__Task description__. Express the data as a Markdown table with the columns Row and Line, numbering each row and skipping blank lines. Begin at the line that contains "Target: feather plume" and continue through the last line of the data.

[Records from a dataset]
+ + +

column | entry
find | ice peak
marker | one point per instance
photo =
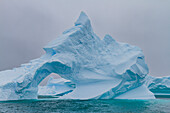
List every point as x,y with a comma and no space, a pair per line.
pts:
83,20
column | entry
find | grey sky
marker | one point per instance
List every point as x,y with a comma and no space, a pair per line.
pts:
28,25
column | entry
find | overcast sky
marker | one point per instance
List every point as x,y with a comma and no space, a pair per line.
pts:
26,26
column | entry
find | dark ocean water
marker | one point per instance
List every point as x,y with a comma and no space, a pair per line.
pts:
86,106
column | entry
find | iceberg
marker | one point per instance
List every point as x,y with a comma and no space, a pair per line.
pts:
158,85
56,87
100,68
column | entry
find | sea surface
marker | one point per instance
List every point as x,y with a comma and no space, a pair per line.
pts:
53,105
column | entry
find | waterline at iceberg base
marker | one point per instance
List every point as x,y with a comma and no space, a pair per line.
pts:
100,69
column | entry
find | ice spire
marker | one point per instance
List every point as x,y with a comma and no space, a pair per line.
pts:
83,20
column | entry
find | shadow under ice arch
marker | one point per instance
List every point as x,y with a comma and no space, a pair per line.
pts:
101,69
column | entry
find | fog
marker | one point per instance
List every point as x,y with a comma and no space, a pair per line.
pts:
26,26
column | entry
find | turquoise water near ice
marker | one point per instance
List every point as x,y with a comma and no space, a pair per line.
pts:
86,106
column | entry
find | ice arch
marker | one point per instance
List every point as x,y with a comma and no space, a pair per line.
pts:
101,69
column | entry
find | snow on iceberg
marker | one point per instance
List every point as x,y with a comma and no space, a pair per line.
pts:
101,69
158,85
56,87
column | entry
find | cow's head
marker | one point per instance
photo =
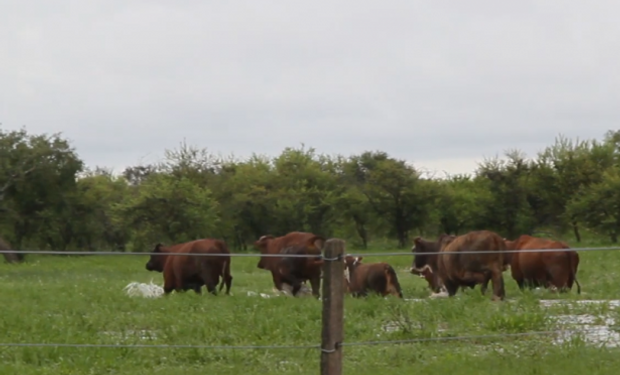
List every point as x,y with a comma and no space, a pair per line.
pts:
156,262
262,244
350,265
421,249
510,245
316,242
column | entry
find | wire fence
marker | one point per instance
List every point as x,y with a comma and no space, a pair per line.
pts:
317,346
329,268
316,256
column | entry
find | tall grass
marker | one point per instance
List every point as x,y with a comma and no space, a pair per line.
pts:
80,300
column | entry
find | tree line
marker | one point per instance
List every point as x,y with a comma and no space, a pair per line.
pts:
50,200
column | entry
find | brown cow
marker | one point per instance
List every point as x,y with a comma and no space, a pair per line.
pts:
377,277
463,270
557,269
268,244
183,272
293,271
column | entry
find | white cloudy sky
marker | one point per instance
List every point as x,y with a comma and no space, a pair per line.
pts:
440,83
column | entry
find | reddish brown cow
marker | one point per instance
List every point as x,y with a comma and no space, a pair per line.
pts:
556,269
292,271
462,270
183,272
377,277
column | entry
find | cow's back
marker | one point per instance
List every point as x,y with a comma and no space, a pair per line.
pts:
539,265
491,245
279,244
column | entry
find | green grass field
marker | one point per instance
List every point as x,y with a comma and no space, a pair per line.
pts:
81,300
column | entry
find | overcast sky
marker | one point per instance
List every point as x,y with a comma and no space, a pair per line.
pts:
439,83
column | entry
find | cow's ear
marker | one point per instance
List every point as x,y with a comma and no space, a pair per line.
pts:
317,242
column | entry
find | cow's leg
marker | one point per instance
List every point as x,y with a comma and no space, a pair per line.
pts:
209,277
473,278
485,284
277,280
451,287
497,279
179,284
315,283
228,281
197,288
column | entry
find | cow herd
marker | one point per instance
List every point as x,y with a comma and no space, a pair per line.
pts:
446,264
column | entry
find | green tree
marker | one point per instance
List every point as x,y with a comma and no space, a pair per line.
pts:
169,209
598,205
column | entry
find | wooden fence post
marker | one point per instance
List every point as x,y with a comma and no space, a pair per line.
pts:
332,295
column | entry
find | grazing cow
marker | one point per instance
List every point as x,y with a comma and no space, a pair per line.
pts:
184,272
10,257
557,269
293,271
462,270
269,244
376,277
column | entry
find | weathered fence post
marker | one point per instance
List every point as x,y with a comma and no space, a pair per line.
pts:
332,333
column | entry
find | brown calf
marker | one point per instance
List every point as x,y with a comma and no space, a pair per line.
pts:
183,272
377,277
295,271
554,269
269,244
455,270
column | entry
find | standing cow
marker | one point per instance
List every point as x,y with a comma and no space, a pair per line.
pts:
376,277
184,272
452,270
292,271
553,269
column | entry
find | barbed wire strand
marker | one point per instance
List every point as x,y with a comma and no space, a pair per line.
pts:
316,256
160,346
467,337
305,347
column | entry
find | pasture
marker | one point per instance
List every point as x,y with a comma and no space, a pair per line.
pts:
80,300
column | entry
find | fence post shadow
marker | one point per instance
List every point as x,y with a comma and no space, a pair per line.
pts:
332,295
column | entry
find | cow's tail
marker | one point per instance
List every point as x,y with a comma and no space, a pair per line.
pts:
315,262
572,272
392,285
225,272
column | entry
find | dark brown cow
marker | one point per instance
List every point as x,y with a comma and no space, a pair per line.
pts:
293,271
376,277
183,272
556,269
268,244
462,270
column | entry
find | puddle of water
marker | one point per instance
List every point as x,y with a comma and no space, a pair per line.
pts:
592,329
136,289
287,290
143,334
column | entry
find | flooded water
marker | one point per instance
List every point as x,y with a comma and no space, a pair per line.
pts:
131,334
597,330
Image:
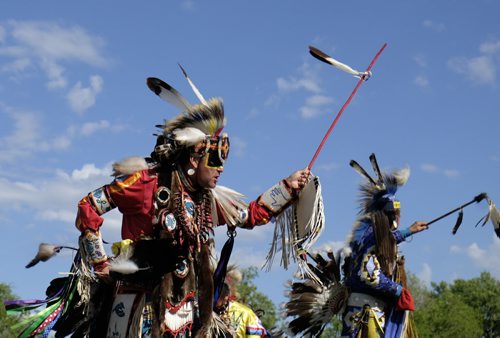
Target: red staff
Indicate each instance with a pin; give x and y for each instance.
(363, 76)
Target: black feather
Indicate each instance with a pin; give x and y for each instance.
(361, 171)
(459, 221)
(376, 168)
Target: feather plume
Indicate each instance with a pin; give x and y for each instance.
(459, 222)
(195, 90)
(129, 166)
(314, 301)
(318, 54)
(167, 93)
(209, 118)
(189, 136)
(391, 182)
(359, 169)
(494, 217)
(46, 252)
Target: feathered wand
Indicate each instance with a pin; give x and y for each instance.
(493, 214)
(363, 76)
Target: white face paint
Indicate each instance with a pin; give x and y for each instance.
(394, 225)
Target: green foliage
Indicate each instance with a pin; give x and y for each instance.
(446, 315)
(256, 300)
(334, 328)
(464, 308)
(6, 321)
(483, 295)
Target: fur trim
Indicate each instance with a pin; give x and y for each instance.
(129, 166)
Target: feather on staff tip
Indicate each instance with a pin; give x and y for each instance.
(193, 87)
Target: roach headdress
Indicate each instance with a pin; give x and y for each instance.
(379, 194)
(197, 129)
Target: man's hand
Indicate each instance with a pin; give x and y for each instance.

+ + +

__The response__.
| Row | Line |
|---|---|
| 1 | Target: feather plume |
| 2 | Indicate each instance with a pin; give x and y for each instance. |
| 3 | (459, 222) |
| 4 | (195, 90) |
| 5 | (129, 166) |
| 6 | (314, 301) |
| 7 | (318, 54) |
| 8 | (167, 93) |
| 9 | (209, 118) |
| 10 | (189, 136) |
| 11 | (391, 182) |
| 12 | (359, 169) |
| 13 | (494, 217) |
| 14 | (46, 252) |
| 15 | Target: feathered wand |
| 16 | Indicate each instance with a pin; give x and y for each instance. |
| 17 | (493, 214) |
| 18 | (363, 76) |
| 19 | Target: white face paint |
| 20 | Indicate each instance with a pin; give x and y for each instance. |
| 21 | (394, 225) |
| 22 | Target: green foliage |
| 23 | Indicate each instance with a pin; give x and y for each instance. |
| 24 | (446, 315) |
| 25 | (256, 300) |
| 26 | (334, 328) |
| 27 | (464, 308) |
| 28 | (6, 321) |
| 29 | (483, 295) |
| 30 | Target: fur trim |
| 31 | Indicate each instance with a pin; give x and y for each instance. |
| 32 | (129, 166) |
| 33 | Target: feather on staff tip |
| 34 | Indicate each instance with a pin; give x and y for each instance. |
| 35 | (193, 87) |
| 36 | Target: roach headdress |
| 37 | Indicate each instance with a pin; give x and y for each instance. |
| 38 | (379, 194) |
| 39 | (197, 129) |
| 40 | Target: man's hand |
| 41 | Indicate each instance with a pin; give x and y for each instance. |